Rewrite every one of the records below with "a single marker" changed to "one marker" throughout, keeping everything else the same.

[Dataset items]
────

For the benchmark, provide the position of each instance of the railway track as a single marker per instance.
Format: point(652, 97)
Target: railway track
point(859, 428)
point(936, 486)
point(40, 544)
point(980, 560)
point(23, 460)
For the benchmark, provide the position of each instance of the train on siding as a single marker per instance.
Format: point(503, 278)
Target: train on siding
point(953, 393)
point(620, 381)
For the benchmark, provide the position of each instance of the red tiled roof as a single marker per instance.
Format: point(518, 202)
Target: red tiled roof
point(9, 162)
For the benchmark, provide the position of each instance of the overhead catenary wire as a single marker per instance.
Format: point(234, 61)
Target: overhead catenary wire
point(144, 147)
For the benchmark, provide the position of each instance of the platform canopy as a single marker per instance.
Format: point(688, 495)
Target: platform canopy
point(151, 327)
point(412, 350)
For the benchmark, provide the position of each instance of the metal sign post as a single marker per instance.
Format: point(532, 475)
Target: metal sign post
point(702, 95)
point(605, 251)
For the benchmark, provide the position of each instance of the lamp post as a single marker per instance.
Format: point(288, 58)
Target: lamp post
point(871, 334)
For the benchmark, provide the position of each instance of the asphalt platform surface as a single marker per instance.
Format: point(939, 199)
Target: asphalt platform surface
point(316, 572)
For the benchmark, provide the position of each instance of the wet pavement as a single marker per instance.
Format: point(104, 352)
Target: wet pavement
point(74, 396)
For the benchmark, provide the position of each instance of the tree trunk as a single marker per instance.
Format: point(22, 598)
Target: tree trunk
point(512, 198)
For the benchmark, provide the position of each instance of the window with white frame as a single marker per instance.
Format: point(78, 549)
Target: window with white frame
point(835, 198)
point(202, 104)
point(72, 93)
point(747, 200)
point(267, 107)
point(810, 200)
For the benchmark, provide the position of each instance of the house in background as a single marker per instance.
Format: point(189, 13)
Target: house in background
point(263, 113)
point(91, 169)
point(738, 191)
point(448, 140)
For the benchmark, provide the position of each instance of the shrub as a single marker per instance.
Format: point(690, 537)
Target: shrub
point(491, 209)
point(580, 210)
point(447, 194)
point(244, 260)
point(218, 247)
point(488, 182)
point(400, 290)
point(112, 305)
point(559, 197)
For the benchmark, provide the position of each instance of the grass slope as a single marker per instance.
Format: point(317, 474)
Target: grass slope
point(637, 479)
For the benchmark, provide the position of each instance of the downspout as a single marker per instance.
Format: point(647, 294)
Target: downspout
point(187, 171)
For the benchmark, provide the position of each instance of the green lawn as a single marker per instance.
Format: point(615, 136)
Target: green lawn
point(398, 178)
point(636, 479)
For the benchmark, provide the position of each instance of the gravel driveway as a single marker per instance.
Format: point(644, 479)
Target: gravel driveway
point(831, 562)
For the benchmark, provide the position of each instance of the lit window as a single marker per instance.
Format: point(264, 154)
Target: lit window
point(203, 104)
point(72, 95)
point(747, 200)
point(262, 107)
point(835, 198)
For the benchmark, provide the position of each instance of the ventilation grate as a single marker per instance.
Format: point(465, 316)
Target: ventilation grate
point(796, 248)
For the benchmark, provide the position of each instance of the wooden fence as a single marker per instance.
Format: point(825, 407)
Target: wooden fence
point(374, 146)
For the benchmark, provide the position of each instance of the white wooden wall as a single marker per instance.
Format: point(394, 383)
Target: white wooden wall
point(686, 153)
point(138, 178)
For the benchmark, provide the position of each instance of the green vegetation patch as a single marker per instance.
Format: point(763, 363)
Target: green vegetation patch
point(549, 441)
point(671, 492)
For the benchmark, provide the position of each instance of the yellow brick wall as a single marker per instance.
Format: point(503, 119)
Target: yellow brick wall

────

**SOLUTION TO THIS EXERCISE**
For the benchmark, provide the position of each instance of the railway track as one marker per instance.
Format: point(652, 97)
Target: railway track
point(859, 428)
point(936, 486)
point(40, 544)
point(980, 560)
point(23, 460)
For the benchmark, provide the position of each instance of the train on siding as one marker per instance.
Format: point(503, 278)
Target: train on siding
point(953, 393)
point(620, 381)
For the benchmark, provide the position of each instance of the red tiled roof as one marker per instance.
Format: point(518, 202)
Target: red tiled roof
point(9, 162)
For the benchmark, provide the position of each instance of the overhead catenary wire as one marker per instance.
Format: point(234, 61)
Target: overhead catenary wire
point(144, 147)
For the benchmark, provide the position of each instance of the platform canopy as one marker per instance.
Format: point(688, 495)
Target: platform canopy
point(151, 327)
point(412, 350)
For the benchmark, provide the position of each instance of the metal sign post as one marker per instance.
Format: point(532, 475)
Target: metal sign post
point(702, 95)
point(605, 251)
For the benchmark, provide the position of each instance of the lamp post as one marker per instance.
Format: point(288, 58)
Target: lamp post
point(871, 334)
For the benchmark, provide the position of each instance of the asphalt platform surface as one marker per instance.
Format: point(939, 199)
Target: asphalt platform surface
point(316, 572)
For the benchmark, provide the position of each instance of the wet pavement as one marker per instance.
Format: point(104, 352)
Target: wet pavement
point(74, 396)
For the benchmark, provide the position of each instance of the tree trunk as one marker per instance.
Format: point(22, 598)
Target: tree trunk
point(512, 198)
For the benchmark, provide the position of each instance of the window with white frame as one marker per instance.
Format: point(78, 549)
Target: window with white frame
point(835, 198)
point(202, 104)
point(72, 93)
point(747, 200)
point(267, 107)
point(810, 200)
For the benchmark, provide the position of each instance of the house in background as one marker per instance.
Format: point(189, 13)
Target: house in background
point(263, 113)
point(91, 169)
point(738, 191)
point(448, 140)
For the benchmark, provide the position of each instance of the shrub as one marker per instance.
Format: point(690, 537)
Target: shrub
point(491, 209)
point(580, 210)
point(447, 194)
point(244, 260)
point(218, 247)
point(488, 182)
point(400, 290)
point(112, 305)
point(559, 197)
For the benchmark, provide the position of each instance of the grass slope as one marker per instance.
Format: point(317, 474)
Target: grass slope
point(637, 479)
For the benchmark, provide the position of each instance of the downspout as one marker per instance.
Format: point(647, 294)
Target: downspout
point(187, 171)
For the benchmark, provide the position of each instance of the green lawn as one marker per instance.
Format: point(615, 136)
Target: green lawn
point(398, 178)
point(636, 479)
For the benchmark, provide the position of each instance of the gravel driveway as one marker per instance.
Format: point(644, 479)
Target: gravel driveway
point(831, 562)
For the benchmark, provide the position of each instance of the lit window as one marker per instance.
Format: point(264, 154)
Target: lit window
point(203, 104)
point(72, 95)
point(747, 200)
point(262, 107)
point(835, 198)
For the benchmark, provide the position of each instance of the ventilation grate as one marker per instance.
Format: point(465, 316)
Target: ventilation grate
point(796, 248)
For the benchmark, provide the position of each instance of the wooden fence as one marker per instance.
Format: point(825, 407)
Target: wooden fence
point(374, 146)
For the benchmark, provide the position of each instance of the white wooden wall as one marker per instance.
Format: point(394, 383)
Target: white wooden wall
point(686, 153)
point(138, 178)
For the benchmark, provide the position of each instance of the green vegetation patch as one marker per instance.
Format: point(763, 363)
Target: green vegetation patch
point(549, 441)
point(671, 492)
For the benchmark, provide the position of each instance of the yellow brick wall as one marker per instance.
Format: point(503, 119)
Target: yellow brick wall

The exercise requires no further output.